TRAVAIL À FAIRE:
A – Reproduisez l'extrait sur le procès Bonnemaison depuis « Le député Jean » jusqu'à « patients et médecins. ».
B – D'après l'extrait sur le procès Bonnemaison, quelle cour d'assises avait acquitté Nicolas Bonnemaison en première instance ?

EXTRAIT DU TEXTE:
#####
Le député Jean Leonetti, auteur de la loi sur la fin de vie, a insisté mercredi devant la Cour d'assises du Maine-et-Loire, qui juge en appel l'ex-urgentiste Nicolas Bonnemaison, sur la nécessité de la "collégialité" des décisions médicales en fin de vie pour "protéger" patients et médecins.
"C'est la collégialité qui protège le médecin, l'équipe, la famille et le patient", a estimé le médecin, appelé une nouvelle fois à témoigner au procès de Nicolas Bonnemaison, jugé en appel à Angers pour "l'empoisonnement" de sept patients en phase terminale entre 2010 et 2011, après avoir été acquitté en première instance par la Cour d'assises des Pyrénées-atlantiques en juin 2014."Ce qu'on ne partage pas, ça laisse la place à l'émotion, à l'arbitraire et à la décision individuelle", a insisté le député LR, auteur de la loi de 2005 sur les droits des malades et la fin de vie, et co-auteur, avec le député PS Alain Claeys, d'une nouvelle proposition de loi sur le sujet.
#####
PARTIE DONNÉES:

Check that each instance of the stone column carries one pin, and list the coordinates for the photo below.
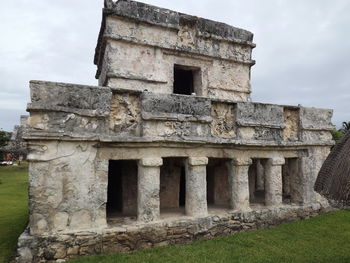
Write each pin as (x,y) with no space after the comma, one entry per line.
#####
RÉPONSES PAR CONSIGNE:
A –
Le député Jean Leonetti, auteur de la loi sur la fin de vie, a insisté mercredi devant la Cour d'assises du Maine-et-Loire, qui juge en appel l'ex-urgentiste Nicolas Bonnemaison, sur la nécessité de la "collégialité" des décisions médicales en fin de vie pour "protéger" patients et médecins.

B – La Cour d'assises des Pyrénées-atlantiques, en juin 2014.